Document passage:

┌──

Otto Schuhart (4 September 1909 – 10 March 1990) commanded the U-boat U-29 in Nazi Germany's Kriegsmarine during World War II. He received the Knight's Cross of the Iron Cross (German: Ritterkreuz des Eisernen Kreuzes), a decoration awarded to recognise extreme battlefield bravery or outstanding military leadership. Korvettenkapitän (corvette captain) Schuhart is credited with the sinking of the aircraft carrier HMS Courageous on 17 September 1939, the first British warship to be lost in the war. In total Schuhart claimed thirteen ships sunk on seven war patrols, for a total of 67,277 gross register tons (GRT) of Allied merchant shipping and one warship of 22,500 long tons (22,900 tonnes).
Born in Hamburg, Schuhart joined the Reichsmarine (navy) of the Weimar Republic in 1929. After a period of training on surface vessels he transferred to the U-boat force in 1936. Following the sinking of HMS Courageous the entire crew of U-29 received the Iron Cross 2nd Class while Schuhart as commander received both classes of the Iron Cross, 2nd and 1st Class. After further six war patrols, Schuhart became commander of the 1. U-Lehr Division ("1st U-boat Training Division") and later of the 21st U-boat Flotilla. He spent the last months of the war at the Naval Academy at Mürwik. After World War II he worked in various civil jobs and in 1955 rejoined military service in the Bundesmarine of the Bundeswehr of the Federal Republic of Germany. He retired in 1967 and died on 10 March 1990 in Stuttgart.
Early life and pre-war service
Schuhart was born on 4 September 1909 in Hamburg, then in the German Empire. He began his naval career with the Reichsmarine on 1 April 1929 as a member of "Crew 29" (the incoming class of 1929).. He underwent basic military training in the 2nd department of the standing ship division of the Baltic Sea in Stralsund (1 April 1929 – 30 June 1929). Schuhart was then transferred to the training ship Niobe (1 July 1929 – 11 October 1929), attaining the rank of Seekadett (midshipman) on 10 October 1929. He then underwent a training course at the Naval Academy at Mürwik (12 October 1929 – 5 January 1930) before serving on the light cruisers Emden (6 January 1930 – 21 May 1930) and Karlsruhe (22 May 1930 – 4 January 1931).

└──

Data entries:
┌──

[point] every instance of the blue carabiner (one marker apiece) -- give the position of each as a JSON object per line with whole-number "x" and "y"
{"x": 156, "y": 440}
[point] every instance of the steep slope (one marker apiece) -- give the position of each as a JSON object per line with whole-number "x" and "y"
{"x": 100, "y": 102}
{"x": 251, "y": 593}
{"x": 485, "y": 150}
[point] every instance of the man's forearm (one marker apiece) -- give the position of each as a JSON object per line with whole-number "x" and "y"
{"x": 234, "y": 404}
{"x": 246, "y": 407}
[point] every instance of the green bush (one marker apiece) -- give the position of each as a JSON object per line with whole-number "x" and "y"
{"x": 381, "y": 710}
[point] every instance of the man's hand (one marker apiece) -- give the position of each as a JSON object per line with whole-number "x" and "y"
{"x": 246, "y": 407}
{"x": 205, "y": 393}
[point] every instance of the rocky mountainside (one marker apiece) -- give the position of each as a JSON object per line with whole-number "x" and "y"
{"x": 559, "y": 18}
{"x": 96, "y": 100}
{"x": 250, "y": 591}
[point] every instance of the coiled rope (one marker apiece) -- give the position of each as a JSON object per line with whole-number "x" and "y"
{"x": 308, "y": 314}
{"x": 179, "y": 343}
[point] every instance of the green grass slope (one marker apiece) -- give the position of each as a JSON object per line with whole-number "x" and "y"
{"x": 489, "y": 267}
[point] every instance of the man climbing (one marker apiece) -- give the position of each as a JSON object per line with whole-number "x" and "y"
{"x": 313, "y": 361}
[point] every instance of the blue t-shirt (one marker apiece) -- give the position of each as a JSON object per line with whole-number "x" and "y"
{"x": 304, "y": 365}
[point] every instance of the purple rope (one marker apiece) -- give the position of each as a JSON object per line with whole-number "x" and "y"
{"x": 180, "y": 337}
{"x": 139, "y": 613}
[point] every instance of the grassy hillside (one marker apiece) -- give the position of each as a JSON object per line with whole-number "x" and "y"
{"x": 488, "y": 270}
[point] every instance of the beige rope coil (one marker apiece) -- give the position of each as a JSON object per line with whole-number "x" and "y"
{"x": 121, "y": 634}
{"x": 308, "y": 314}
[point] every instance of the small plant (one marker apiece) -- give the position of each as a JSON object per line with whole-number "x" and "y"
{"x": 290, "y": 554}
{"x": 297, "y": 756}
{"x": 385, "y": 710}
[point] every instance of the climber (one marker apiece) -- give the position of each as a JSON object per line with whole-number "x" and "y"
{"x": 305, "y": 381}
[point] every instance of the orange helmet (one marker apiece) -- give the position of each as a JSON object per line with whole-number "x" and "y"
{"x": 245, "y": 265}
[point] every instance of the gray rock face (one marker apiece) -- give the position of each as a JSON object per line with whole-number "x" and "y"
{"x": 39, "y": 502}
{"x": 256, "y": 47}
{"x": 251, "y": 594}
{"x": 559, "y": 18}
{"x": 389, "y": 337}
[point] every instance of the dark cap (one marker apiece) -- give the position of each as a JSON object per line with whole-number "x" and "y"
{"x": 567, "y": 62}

└──
┌──

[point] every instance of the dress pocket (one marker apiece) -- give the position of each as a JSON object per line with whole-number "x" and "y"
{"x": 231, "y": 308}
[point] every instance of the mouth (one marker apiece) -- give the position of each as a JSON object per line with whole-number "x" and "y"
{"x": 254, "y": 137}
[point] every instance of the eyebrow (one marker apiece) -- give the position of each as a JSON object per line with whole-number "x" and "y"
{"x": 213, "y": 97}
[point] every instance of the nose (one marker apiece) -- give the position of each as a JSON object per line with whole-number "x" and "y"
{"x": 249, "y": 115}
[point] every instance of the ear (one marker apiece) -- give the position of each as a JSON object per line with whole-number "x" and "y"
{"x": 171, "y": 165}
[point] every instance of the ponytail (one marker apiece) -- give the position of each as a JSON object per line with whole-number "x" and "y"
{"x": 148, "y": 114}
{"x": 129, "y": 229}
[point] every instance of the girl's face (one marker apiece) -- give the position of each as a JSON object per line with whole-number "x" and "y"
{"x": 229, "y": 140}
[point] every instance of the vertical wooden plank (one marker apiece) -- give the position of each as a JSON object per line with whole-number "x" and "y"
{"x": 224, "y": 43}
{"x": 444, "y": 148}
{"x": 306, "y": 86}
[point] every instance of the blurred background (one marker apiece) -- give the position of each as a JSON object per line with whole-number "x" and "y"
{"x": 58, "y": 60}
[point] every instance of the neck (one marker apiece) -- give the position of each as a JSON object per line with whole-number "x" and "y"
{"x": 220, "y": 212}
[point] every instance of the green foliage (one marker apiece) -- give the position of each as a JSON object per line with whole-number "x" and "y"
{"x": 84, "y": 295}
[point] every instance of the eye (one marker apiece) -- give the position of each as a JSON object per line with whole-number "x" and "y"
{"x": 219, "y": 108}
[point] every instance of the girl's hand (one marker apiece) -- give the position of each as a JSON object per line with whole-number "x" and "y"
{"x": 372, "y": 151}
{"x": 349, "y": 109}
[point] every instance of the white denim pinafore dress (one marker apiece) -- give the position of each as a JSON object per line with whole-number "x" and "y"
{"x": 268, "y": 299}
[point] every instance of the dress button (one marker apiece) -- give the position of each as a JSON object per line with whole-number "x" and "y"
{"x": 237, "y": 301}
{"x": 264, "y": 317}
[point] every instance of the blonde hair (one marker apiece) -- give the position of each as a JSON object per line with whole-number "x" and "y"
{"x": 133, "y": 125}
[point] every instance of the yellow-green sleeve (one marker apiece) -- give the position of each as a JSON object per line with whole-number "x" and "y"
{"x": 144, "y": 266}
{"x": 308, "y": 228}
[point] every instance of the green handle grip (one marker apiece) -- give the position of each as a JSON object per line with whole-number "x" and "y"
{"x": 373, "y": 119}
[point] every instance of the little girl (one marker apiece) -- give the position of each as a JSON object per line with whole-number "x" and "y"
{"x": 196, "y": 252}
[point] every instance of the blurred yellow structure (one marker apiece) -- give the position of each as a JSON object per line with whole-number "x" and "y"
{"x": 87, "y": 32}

└──

What is required:
Finish out the next part of the text on Otto Schuhart, picking up right after its final sentence. The records are separate material and are not part of the Otto Schuhart text.

Written answer:
Emden at the time was under the command of Lothar von Arnauld de la Perière, a U-boat commander during World War I. Schuhart sailed on Emden's third training cruise, which started on 13 January 1930 and took him and her crew to Madeira, Saint Thomas, New Orleans, Kingston/Jamaica, San Juan/Puerto Rico, Charlestown and back to Germany via Las Palmas and Santa Cruz. They returned to Wilhelmshaven on 13 May 1930. Karlsruhe's first training cruise left Kiel 24 May 1930 and took its crew through the Suez Canal via the Mediterranean Sea. They then proceeded down Africa's east coast, around the Cape of Good Hope to the Angra Pequena and the Walvis Bay. The cruise continued to Lobito, Angola, where they stopped before heading to South America, from here they headed back to Germany via Vigo, Spain. They arrived back in Kiel on 12 December 1930. While stationed on Karlsruhe, he advanced in rank to Fähnrich zur See (officer cadet) on 1 January 1931.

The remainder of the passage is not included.